Compito assegnato A =
Aggiorni le righe dei dati, a partire da quella che contiene "Exercise. Indicate the white football jersey" fino all'ultima, sostituendo "laptop keyboard" con "computer keyboard" e lasciando invariato tutto il resto. Ometta le immagini nella risposta.

Testo fornito =
---

Clericetti, ci spiega quel ‘secondo me’?

Parlo innanzitutto di musica che si è trasmessa attraverso le fonti scritte, a fronte di un buon 90% che usa la via orale. E parlando di musica scritta, così come si fanno corsi di storia della letteratura, della poesia, e cioè testi che vengono presentati e letti, così dev’essere per la musica: inizio quindi dall’insegnamento della notazione musicale.

A Biasca si deve arrivare ‘masticati’ di musica o la cosa è commestibile per tutti?

Non c’è nessuna condizione per partecipare e ho davanti a me persone interessantissime. L’ultima domanda che mi è stata fatta è se sia giusto applaudire dopo un movimento di una sinfonia, e io dico che certo, dobbiamo applaudire, è obbligatorio.

Sempre?

---

Compito assegnato B =
Riporti tutte le frasi del testo fornito che terminano con un punto interrogativo.

---

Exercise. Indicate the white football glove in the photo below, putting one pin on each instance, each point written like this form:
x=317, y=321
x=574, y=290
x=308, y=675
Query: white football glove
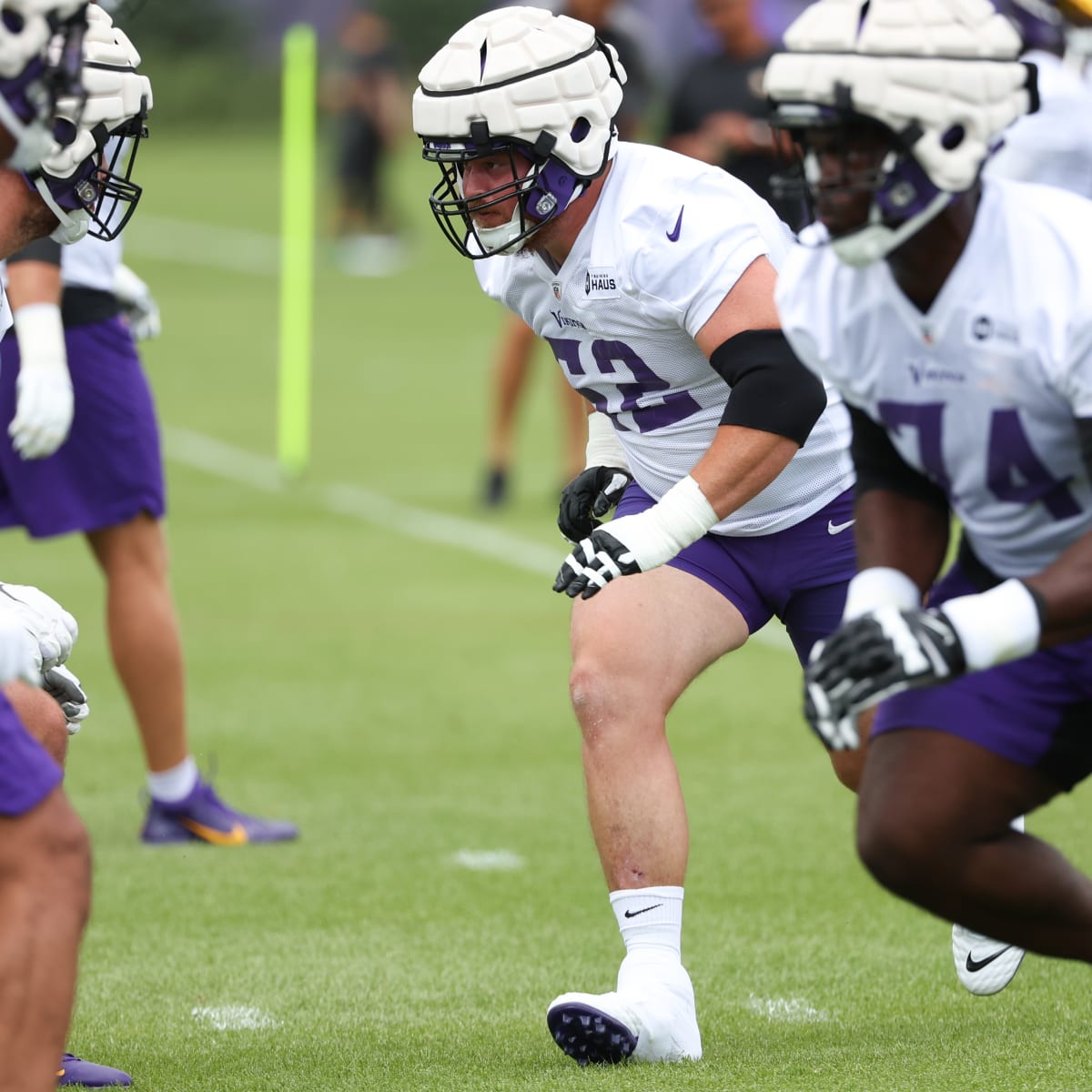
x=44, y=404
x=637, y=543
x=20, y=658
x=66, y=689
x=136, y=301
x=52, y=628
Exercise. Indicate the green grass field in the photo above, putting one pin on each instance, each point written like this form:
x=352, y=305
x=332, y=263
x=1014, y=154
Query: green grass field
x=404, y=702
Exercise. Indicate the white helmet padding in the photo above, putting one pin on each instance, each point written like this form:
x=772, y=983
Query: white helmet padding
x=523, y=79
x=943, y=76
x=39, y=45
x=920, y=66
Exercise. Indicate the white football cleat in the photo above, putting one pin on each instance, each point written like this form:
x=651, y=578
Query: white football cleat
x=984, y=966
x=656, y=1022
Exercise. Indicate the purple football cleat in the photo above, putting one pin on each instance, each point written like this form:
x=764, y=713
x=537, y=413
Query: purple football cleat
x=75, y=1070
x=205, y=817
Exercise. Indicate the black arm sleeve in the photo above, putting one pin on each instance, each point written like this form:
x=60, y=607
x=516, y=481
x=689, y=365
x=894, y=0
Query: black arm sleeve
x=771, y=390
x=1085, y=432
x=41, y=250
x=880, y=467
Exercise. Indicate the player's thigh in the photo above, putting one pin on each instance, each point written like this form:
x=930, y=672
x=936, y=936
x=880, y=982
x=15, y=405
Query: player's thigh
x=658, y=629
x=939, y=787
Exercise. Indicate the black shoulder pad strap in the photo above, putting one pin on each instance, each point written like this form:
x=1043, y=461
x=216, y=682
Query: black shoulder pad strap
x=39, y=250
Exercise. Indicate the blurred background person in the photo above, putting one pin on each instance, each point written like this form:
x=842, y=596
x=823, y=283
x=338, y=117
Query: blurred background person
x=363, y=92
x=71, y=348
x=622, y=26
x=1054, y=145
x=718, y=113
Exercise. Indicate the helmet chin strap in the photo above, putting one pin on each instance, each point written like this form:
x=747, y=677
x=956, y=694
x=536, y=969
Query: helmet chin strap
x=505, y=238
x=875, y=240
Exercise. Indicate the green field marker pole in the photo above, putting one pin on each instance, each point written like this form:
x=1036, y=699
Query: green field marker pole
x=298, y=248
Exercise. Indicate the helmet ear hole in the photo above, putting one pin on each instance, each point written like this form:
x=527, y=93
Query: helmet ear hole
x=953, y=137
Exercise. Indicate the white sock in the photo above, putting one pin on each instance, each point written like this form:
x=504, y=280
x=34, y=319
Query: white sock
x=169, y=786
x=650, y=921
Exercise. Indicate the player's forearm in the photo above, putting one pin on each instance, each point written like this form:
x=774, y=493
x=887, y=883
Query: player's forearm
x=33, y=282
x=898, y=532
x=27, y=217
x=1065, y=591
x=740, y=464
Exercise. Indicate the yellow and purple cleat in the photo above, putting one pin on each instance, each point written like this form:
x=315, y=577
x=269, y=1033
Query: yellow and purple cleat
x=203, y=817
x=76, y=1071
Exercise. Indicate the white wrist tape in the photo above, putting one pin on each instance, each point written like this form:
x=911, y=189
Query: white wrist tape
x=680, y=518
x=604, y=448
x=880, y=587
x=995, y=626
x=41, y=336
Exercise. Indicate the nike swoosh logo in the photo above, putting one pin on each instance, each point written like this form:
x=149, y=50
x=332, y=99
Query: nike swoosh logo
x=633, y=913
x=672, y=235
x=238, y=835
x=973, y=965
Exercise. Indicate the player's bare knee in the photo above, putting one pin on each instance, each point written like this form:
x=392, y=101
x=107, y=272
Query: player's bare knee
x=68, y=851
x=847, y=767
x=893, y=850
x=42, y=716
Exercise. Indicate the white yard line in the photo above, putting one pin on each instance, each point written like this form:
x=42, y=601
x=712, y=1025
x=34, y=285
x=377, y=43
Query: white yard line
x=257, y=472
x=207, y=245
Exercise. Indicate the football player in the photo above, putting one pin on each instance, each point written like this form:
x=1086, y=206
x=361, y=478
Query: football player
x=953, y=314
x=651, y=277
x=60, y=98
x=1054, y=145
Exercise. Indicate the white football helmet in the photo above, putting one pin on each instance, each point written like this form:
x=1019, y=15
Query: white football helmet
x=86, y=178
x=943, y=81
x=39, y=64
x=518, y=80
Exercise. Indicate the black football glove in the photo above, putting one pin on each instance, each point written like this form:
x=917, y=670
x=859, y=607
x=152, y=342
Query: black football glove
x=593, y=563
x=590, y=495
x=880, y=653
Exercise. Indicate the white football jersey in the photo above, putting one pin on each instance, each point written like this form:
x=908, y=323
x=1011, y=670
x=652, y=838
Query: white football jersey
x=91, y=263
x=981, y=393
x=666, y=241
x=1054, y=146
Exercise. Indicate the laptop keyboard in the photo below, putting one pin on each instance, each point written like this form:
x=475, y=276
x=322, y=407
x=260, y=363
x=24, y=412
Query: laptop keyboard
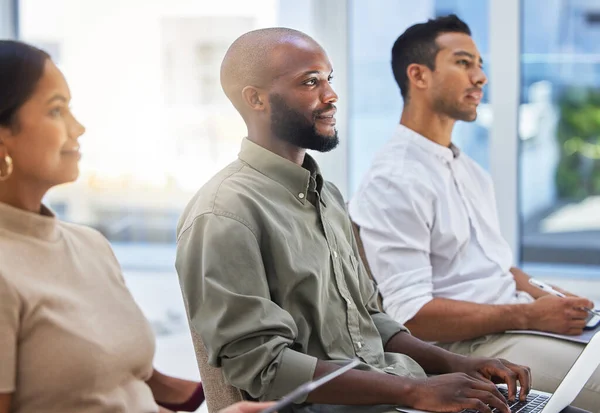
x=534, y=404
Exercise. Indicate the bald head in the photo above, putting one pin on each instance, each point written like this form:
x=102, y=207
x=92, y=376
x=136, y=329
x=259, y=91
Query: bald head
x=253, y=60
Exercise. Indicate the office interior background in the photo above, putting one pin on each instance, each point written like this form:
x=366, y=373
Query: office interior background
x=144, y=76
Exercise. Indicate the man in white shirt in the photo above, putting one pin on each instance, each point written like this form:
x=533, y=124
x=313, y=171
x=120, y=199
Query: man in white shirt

---

Risposta attesa A =
Exercise. Indicate the white football jersey in the photo above, putting one pin on each instance, each point written like this form:
x=908, y=323
x=1011, y=670
x=652, y=838
Query: white football jersey
x=91, y=263
x=981, y=393
x=666, y=241
x=1054, y=146
Exercise. Indicate the computer keyboard in the photo below, putting one pin on each instance, each point written like this form:
x=475, y=276
x=322, y=407
x=260, y=363
x=24, y=412
Query: computer keyboard
x=534, y=404
Exercise. Indicate the bald head in the photo above, putting one pin on each instance, each point written like this form:
x=102, y=207
x=92, y=376
x=136, y=329
x=259, y=91
Query: bald head
x=253, y=60
Exercise. Indicate the office interior background in the photo above, putting one pin on each instance, each point written like this form:
x=366, y=373
Query: office interior background
x=144, y=76
Exercise. Indicate the man in white shirt in the photo above, putting one pin on each instance, each point written like this form:
x=533, y=124
x=313, y=171
x=120, y=199
Query: man in white shirt

Risposta attesa B =
- Clericetti, ci spiega quel ‘secondo me’?
- A Biasca si deve arrivare ‘masticati’ di musica o la cosa è commestibile per tutti?
- Sempre?